* [The problem]: For this exercise, print all of the data exactly as given.

(Stored entries)
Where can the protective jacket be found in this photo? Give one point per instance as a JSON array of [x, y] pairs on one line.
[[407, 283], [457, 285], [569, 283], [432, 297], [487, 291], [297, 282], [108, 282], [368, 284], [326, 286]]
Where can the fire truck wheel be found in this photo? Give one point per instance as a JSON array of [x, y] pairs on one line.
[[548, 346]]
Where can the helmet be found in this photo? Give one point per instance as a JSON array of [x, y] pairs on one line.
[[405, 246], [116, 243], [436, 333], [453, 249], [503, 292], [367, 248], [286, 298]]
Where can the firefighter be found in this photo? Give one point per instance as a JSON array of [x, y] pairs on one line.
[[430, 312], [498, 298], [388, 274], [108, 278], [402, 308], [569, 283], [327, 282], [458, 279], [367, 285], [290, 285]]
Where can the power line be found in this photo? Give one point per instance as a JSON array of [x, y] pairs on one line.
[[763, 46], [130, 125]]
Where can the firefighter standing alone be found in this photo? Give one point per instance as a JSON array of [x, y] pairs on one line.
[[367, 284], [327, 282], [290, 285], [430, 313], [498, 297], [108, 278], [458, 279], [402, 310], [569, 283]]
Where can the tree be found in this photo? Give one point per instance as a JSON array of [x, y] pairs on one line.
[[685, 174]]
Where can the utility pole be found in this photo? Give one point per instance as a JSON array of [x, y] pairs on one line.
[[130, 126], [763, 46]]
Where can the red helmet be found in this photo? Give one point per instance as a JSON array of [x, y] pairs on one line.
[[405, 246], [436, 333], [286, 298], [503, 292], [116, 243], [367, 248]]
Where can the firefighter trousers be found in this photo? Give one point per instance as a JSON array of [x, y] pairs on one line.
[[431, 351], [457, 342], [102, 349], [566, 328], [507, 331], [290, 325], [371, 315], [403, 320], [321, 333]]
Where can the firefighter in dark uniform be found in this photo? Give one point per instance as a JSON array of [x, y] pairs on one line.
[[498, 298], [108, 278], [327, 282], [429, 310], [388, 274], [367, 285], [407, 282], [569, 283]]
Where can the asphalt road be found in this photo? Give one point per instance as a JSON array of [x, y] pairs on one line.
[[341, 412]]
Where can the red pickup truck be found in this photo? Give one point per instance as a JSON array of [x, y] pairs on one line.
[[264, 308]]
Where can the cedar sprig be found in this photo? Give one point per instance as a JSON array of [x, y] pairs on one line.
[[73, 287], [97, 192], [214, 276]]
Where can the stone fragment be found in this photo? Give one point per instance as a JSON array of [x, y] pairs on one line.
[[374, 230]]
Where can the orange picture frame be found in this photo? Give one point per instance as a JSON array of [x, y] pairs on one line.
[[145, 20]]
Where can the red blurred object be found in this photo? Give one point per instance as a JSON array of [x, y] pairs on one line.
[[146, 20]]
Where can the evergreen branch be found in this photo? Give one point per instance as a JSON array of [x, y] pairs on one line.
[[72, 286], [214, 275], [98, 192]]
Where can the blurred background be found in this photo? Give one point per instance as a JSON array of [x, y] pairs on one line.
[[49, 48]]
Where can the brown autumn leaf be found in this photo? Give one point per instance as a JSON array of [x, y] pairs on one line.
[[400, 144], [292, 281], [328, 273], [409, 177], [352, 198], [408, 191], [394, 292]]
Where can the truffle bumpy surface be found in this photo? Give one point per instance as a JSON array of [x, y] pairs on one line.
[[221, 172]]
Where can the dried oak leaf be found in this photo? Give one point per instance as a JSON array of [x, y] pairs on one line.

* [Solution below]:
Where can the protective jacket be found in this photo? Give one point per instance as a JSON array of [x, y] pairs on one line.
[[407, 283], [457, 285], [569, 283], [432, 297], [487, 291], [297, 282], [108, 282], [368, 284], [326, 286]]
Where can the fire truck wheel be found in this photo? Give one point per instance as a JSON array of [x, y] pairs on one line.
[[548, 346]]
Where can the helmet be found in this photo? Give one point per instance as a JSON array of [x, y] pairs on one line.
[[405, 246], [116, 243], [436, 333], [453, 249], [503, 292], [367, 248], [286, 298]]
Where can the firefighter be found in this photo? Give one point per instance as a JSON array of [x, y] pairs on one line.
[[430, 312], [498, 298], [388, 274], [108, 278], [402, 308], [569, 283], [327, 282], [458, 279], [367, 285], [290, 285]]
Where can the power line be found in this photo? Give one point per instance as a JSON array of [x, y] pairs on one line.
[[763, 46], [130, 125]]
Where can the firefighter standing alone be found in this photo? Give one point per instance as a JSON array of [x, y] pairs on one line.
[[367, 284], [327, 282], [290, 285], [430, 313], [498, 297], [108, 278], [458, 279], [402, 310], [569, 283]]
Where can the tree be found in this photo? Give one point per instance as a JSON array of [x, y] pairs on one line.
[[685, 174]]
Where can the utility pole be found in this photo? Give one point per instance as a JSON array of [x, y] pairs on one line.
[[130, 126], [763, 46]]
Where can the red helmet be found in this photo? Give one point per instance as a JSON array of [x, y] pairs on one line.
[[405, 246], [436, 333], [286, 298], [503, 292], [116, 243], [367, 248]]
Where can the firefighter trousers be found in this photo? Give one point per instance as a JSON array of [x, y] pairs on one line.
[[431, 351], [457, 342], [102, 349], [566, 328], [507, 331], [290, 325], [371, 315], [403, 320], [321, 333]]
Where can the firefighter in dark uniform be found in this photo? Give one point per instance as a JSON array of [x, y] pairs on one line.
[[498, 298], [108, 278], [327, 282], [429, 310], [388, 274], [367, 285], [407, 282], [569, 283]]
Where can the asphalt road be found in this photo? Give one point per instance as a JSON array of [x, y] pairs on one line.
[[341, 412]]
Where can the red pickup truck be found in this photo? Give one point per instance as a JSON array of [x, y] pairs on one line.
[[264, 308]]
Where can the cedar sprig be found in this photo? Give one point per instance as a JSON array of [x, y] pairs on one line.
[[73, 287], [97, 192], [214, 276]]
Where can the stone fragment be found in this photo? Give one point per instance as a JSON array of [x, y] pairs on one line.
[[374, 230]]
Where can the orange picture frame be found in this photo? Give one point per instance as a JSON array of [x, y] pairs on one line.
[[145, 20]]
Where can the red blurred object be found in this photo? Give one point per instance as a JSON array of [x, y] pairs on one line.
[[146, 20]]
Where can the evergreen branch be found in this photo? Give one point per instance as a JSON array of [x, y] pairs on one line.
[[72, 286], [214, 275], [98, 192]]
Where can the blurred background be found in this photo? Give one point per instance as a JSON array of [x, y] pairs on one line.
[[49, 48]]
Where can the brown autumn leaf be found in this photo? Give one point per instance as a JSON array of [x, y] pairs on one line.
[[400, 144], [292, 281], [328, 273], [409, 177], [352, 198], [408, 191], [394, 292]]
Where can the truffle bumpy surface be found in this photo? Give one point per instance as a JSON array of [x, y] pairs on one line.
[[221, 172]]
Where can the dried oak leaf be found in this photo? Give one point per instance as a JSON array of [x, y] pairs on one line.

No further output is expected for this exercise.